ARTICLE:
-=-=-

It might be because the new blood Ghostface is pursuing fail to rise above being anything other than fodder. Remember how gutted you were when Randy was er…gutted, or the cries of “Nooooooo” when Dewey was finally downed? They’ll be no such anguish for this unmemorable lot.
Instead the heavy lifting is left to Campbell, Courteney Cox, and the returning Mason Gooding and Jasmin Savoy-Brown, who feel copy ‘n’ pasted into proceedings as a reminder about how good 5 and 6’s next-gen cast was, but it’s only to the detriment of 7.
The overarching whodunit element of the film, which is always so integral to the success of the Scream series, is sadly a case of who cares. Sidney’s initial approach to being contacted by yet another voice-changing stalker is refreshingly couldn’t-give-a-shit, indicating that this could be a terrific final girl one-on-one showdown with her own iconic shape. A real battle. Ripley in the Queen’s nest level-stuff. Instead it just becomes a conveyor belt of kills, some fun, with Sidney largely circling the periphery of the Scooby Doo adventure.
Blunting the point of a razor-sharp 30-year old horror franchise, this has enough moments to make it worthy of fun dissemination at one of Randy’s house-parties, but there’s not much else worth screaming about seventh time around.

-=-=-

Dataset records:
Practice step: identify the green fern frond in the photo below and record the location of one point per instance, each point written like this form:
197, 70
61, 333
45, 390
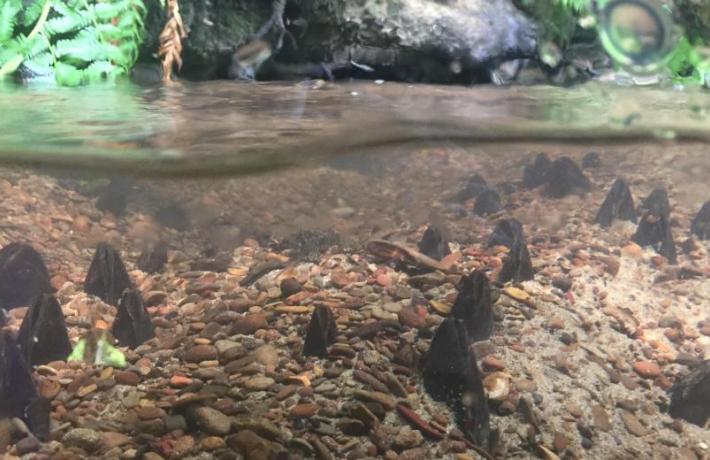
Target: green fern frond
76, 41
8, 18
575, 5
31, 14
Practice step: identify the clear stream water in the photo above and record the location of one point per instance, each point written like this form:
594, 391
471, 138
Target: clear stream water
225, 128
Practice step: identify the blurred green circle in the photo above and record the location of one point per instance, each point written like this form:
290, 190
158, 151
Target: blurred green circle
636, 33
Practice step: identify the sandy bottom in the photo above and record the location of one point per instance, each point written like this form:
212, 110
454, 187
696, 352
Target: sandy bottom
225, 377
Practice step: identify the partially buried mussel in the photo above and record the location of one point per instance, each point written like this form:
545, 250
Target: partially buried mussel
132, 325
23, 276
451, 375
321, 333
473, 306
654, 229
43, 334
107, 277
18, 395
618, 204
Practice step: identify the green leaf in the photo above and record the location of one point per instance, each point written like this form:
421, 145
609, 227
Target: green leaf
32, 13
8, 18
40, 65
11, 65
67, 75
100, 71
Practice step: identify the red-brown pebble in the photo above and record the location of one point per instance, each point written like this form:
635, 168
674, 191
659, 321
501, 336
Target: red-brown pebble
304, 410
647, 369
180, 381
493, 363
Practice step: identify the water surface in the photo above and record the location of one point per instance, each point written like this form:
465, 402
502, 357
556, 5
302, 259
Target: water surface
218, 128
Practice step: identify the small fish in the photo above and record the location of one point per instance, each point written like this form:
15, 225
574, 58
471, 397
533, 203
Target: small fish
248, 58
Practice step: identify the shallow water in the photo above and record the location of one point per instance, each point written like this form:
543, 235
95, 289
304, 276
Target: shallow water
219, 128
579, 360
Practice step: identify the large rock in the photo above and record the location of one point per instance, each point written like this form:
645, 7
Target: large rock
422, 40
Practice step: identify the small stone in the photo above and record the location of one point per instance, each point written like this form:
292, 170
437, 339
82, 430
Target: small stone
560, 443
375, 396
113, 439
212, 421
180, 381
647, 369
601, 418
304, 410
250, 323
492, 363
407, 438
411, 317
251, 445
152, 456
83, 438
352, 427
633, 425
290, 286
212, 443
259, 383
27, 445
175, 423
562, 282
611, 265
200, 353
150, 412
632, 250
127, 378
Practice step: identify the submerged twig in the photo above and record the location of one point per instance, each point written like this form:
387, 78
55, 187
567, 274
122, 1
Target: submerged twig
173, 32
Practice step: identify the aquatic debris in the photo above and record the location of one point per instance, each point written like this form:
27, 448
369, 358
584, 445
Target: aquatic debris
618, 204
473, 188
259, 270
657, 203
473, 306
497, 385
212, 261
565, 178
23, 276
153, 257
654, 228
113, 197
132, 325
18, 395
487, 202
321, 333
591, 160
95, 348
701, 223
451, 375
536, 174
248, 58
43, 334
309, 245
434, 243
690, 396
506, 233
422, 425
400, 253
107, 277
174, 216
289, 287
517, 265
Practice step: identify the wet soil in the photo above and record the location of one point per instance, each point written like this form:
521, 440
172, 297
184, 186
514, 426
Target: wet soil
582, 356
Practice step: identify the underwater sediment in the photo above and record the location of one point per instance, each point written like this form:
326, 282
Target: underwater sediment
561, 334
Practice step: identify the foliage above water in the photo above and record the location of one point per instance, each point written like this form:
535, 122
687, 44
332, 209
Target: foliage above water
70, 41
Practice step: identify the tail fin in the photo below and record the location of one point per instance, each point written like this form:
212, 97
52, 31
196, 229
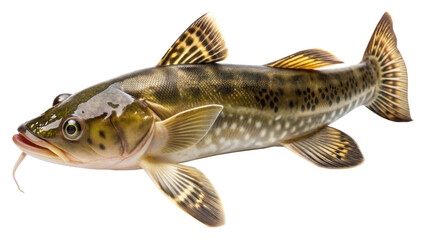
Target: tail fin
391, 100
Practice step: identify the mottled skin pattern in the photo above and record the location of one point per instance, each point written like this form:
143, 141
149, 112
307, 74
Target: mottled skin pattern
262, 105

-=-=-

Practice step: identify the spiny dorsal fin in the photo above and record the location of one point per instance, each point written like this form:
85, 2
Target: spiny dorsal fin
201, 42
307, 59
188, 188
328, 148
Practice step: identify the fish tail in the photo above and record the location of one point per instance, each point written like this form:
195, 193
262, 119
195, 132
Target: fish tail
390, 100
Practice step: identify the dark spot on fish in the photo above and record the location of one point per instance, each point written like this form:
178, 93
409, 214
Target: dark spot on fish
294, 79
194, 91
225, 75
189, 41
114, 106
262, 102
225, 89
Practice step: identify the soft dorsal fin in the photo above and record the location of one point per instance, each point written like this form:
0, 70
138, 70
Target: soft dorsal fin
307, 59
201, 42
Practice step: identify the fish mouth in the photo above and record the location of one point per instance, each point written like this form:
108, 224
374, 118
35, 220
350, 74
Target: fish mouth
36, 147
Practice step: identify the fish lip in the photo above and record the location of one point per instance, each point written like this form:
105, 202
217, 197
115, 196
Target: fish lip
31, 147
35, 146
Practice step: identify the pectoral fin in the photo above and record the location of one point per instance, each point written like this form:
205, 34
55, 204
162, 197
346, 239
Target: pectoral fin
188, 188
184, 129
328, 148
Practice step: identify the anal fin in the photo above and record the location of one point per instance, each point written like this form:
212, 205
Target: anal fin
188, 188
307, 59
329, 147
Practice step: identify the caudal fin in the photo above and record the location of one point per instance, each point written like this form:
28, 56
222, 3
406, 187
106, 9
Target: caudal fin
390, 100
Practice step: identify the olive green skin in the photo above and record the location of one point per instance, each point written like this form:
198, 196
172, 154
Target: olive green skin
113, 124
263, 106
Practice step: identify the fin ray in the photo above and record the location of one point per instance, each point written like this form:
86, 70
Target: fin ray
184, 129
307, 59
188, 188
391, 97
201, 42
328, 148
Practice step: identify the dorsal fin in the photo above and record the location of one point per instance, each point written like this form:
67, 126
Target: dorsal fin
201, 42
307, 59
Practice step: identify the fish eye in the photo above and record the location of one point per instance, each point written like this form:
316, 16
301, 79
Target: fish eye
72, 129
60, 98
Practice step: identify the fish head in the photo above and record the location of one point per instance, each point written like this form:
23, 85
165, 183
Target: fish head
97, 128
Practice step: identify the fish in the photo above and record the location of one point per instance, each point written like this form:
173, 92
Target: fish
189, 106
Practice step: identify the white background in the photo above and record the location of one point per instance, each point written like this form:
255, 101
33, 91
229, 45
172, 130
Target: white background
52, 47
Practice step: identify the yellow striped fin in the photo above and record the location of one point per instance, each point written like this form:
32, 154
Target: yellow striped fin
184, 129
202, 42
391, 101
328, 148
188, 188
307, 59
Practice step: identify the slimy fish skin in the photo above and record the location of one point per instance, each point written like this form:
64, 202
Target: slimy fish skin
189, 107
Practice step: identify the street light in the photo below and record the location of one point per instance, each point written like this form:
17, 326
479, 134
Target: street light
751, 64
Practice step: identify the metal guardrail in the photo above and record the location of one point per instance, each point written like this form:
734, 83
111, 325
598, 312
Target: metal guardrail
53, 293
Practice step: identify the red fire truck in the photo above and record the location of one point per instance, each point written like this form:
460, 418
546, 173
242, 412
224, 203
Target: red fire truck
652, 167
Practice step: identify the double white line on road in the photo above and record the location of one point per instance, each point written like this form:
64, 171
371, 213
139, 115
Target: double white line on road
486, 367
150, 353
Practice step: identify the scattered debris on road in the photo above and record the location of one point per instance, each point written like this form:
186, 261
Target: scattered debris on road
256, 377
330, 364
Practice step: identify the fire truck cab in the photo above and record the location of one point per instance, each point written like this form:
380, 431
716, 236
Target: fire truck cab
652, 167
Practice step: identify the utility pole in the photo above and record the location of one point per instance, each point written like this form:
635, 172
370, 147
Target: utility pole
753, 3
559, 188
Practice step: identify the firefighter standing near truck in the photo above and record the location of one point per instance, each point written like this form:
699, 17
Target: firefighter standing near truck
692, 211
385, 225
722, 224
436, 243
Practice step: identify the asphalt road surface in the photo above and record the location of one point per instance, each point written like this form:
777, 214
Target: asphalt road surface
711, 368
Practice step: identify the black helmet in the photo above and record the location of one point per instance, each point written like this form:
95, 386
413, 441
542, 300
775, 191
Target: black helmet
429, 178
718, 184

-=-=-

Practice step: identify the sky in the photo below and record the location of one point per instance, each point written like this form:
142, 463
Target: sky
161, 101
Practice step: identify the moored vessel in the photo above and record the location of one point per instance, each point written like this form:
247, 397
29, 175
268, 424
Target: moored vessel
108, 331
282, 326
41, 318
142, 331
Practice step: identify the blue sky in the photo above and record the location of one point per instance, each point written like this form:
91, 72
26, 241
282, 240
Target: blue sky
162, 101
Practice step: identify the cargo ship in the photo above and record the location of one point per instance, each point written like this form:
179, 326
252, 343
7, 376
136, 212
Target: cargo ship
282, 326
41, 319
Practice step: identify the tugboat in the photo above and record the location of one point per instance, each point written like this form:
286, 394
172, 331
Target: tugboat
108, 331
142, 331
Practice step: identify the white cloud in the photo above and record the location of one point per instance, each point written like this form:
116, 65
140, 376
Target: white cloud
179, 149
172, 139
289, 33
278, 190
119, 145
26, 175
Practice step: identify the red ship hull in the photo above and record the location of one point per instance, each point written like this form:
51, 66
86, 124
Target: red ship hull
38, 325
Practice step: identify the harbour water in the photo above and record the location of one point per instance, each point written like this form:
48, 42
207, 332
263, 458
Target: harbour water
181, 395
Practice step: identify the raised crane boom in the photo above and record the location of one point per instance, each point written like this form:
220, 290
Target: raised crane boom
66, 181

-=-=-

INSTRUCTIONS:
1. In the Scream review, which returning cast members share the heavy lifting with Campbell and Courteney Cox?
2. Duplicate a passage of the Scream review, beginning at the words "Blunting the point" and stopping after the words "seventh time around.".
The rows have nothing to do with this.

WORKED ANSWERS:
1. Mason Gooding and Jasmin Savoy-Brown.

2.
Blunting the point of a razor-sharp 30-year old horror franchise, this has enough moments to make it worthy of fun dissemination at one of Randy’s house-parties, but there’s not much else worth screaming about seventh time around.